Print every one of the rows below again, line for line and without a single change.

----- INPUT

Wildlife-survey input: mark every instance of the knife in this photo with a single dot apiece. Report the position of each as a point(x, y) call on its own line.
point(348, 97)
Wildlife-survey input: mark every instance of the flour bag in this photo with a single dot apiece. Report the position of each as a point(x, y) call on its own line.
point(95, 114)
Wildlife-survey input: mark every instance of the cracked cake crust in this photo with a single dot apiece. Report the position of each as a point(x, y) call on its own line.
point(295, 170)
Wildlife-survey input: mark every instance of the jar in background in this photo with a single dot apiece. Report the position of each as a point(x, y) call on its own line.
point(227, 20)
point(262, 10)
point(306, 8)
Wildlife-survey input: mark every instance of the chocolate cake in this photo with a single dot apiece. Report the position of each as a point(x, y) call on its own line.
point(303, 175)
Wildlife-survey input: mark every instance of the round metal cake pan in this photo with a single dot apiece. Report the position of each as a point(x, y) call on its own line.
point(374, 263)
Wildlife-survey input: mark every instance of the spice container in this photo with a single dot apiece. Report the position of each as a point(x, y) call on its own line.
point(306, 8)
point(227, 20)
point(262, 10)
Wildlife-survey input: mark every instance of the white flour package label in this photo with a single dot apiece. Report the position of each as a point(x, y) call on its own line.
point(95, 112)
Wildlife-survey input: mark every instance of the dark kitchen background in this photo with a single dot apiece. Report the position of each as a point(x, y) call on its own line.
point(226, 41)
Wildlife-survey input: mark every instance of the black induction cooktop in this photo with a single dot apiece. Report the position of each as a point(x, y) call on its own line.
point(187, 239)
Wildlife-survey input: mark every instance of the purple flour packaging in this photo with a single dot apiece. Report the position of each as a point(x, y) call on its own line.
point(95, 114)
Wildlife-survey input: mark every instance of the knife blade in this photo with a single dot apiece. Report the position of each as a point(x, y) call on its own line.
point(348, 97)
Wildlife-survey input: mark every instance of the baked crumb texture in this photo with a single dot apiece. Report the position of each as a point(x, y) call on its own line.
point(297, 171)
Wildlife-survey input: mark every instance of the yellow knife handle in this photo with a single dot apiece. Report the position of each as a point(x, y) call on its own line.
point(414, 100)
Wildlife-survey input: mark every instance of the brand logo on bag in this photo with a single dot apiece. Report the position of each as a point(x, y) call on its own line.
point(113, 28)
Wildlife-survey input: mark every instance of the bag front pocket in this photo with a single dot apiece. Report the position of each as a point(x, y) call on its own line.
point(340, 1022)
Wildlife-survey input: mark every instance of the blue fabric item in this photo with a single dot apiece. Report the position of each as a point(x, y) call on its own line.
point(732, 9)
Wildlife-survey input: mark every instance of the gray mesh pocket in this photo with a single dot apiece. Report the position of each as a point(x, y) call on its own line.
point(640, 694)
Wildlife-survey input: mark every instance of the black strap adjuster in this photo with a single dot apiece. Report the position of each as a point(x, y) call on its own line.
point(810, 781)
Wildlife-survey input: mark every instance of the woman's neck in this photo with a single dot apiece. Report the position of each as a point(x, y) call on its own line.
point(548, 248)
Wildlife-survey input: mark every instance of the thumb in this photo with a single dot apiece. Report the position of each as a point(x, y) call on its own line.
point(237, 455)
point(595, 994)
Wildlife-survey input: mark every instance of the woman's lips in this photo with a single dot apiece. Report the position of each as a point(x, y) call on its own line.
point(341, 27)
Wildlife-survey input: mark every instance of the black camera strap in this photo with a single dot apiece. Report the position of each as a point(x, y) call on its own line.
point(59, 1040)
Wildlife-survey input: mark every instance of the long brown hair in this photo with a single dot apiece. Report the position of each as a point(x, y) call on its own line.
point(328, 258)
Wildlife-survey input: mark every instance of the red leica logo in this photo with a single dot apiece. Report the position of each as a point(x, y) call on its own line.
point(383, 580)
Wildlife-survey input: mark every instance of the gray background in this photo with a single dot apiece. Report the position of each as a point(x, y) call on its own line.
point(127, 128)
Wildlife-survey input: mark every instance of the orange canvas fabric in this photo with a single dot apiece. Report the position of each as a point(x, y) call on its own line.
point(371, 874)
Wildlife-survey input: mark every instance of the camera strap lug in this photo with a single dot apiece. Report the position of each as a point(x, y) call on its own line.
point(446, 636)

----------

**WRITTEN REPLY**:
Wildlife-survey input: mark every instance of the knife in this photo with a single dot apiece. Report the position of each as a point(x, y) call on its own line.
point(348, 97)
Wildlife-survey input: mark every instance of the flour bag in this photo with a single dot apiece. Report the position of each as a point(x, y) call on its own line.
point(95, 114)
Wildlife-survey input: mark every instance of the cracked cake crust in this photo with a single dot apiece. Report the position of each as a point(x, y) call on its own line.
point(295, 170)
Wildlife-survey input: mark every instance of the jar in background in this photo with a single dot apiece. Report the position of each as a point(x, y) call on its own line.
point(227, 20)
point(262, 10)
point(306, 8)
Wildlife-survey input: mark every instance of the chocolate cake in this photo with a single dot apiece. Report the position of each as a point(x, y) call on its own line.
point(303, 175)
Wildlife-survey input: mark every instance of the round metal cake pan in this photo with a single dot apiece. Report the position of each as a point(x, y) call on its own line.
point(374, 263)
Wildlife-survey input: mark every instance of the spice container in this photo with a single dot apiece. Report the position of each as a point(x, y) call on its own line.
point(306, 8)
point(227, 20)
point(262, 10)
Wildlife-survey input: mark every instance of the white flour package label in this photo with a single dot apiece. Report the position of each as a point(x, y) call on its own line.
point(95, 112)
Wildlife-survey input: mark every instance of the dark kitchen background in this photo with a single dot apiece. Report the position of each as a point(x, y) call on its own line.
point(226, 41)
Wildlife-survey input: mark every instance of the black induction cooktop in this photo with a single dot apiece. Report the position of each as a point(x, y) call on its own line.
point(187, 239)
Wildlife-survey input: mark every instance of the purple flour packaging in this photo with a single dot apiece. Report the position of each as a point(x, y) call on its own line.
point(95, 114)
Wildlife-survey input: mark every instance of the knife blade in this photo with a single dot apiece. Report the position of each as a point(x, y) call on its own line.
point(348, 97)
Wildlife-survey input: mark every instance of the baked crumb texture in this photo with a single dot apiece. Report the position of each as a point(x, y) call on its own line.
point(297, 171)
Wildlife-survey input: mark every instance of the yellow knife handle in this photo with a single dot apiece. Report the position of each as a point(x, y) call on its own line.
point(414, 100)
Wildlife-survey input: mark every instance of the brand logo on bag in this photo with a single dot apiece. Report the position of each as a point(x, y) call on its own line.
point(113, 28)
Wildlife-survey input: mark every instance of the bag front pocket in this photo with a single dot apiece. Report the position of each as a point(x, y) call on its own line.
point(340, 1022)
Wildlife-survey input: mark every instance of the blue fabric item in this photo with a single dot apiece. Report the position of each as a point(x, y) call on its own line.
point(732, 9)
Wildlife-survey input: mark every instance of the gray mesh pocket in this photo with a single dot apiece. Report the position of each as a point(x, y) call on its own line.
point(640, 694)
Wildlife-survey input: mark every instance of the black strap adjuster in this photo with a single dot apiece. Report the position of each as a point(x, y) call on its own line.
point(810, 781)
Wildlife-survey input: mark every instance of the woman's neck in this photo with a single dot apiece. Report the position of each as a point(x, y) call on its own line.
point(548, 248)
Wildlife-survey input: mark every instance of the thumb in this photo with a single dot apiece. Report the position of each as a point(x, y) call on its own line.
point(237, 455)
point(595, 994)
Wildlife-survey input: mark every instance of the woman's lips in this photo with a single dot apiece. Report the position of each as a point(x, y) call on its own line.
point(341, 27)
Wildlife-survey input: mark every instance of the black camera strap in this photo with a single dot apiece. Report the position of each as a point(x, y) call on its own line.
point(59, 1040)
Wildlife-survey input: mark every instance of the long brown hair in this photo with a single dot apiece. Report the position of each as a point(x, y) call on its own line.
point(328, 258)
Wildlife-survey input: mark every instance of the red leica logo in this photo with a single dot apiece. Report the position of each as a point(x, y) call on its own line.
point(383, 580)
Wildlife-survey input: mark every instance of the gray background in this photo with a single dot apiece. Report the position of each as a point(x, y) call on its own line.
point(127, 128)
Wildlife-survey input: mark every instance of the orange canvas fabric in this photo with a single dot apiece. Report the position of each as a point(x, y) call on its own line.
point(371, 874)
Wildlife-survey input: mark every instance of the camera strap lug in this photo with a single dot apiece. Report the position of each as a point(x, y) call on its own line.
point(446, 636)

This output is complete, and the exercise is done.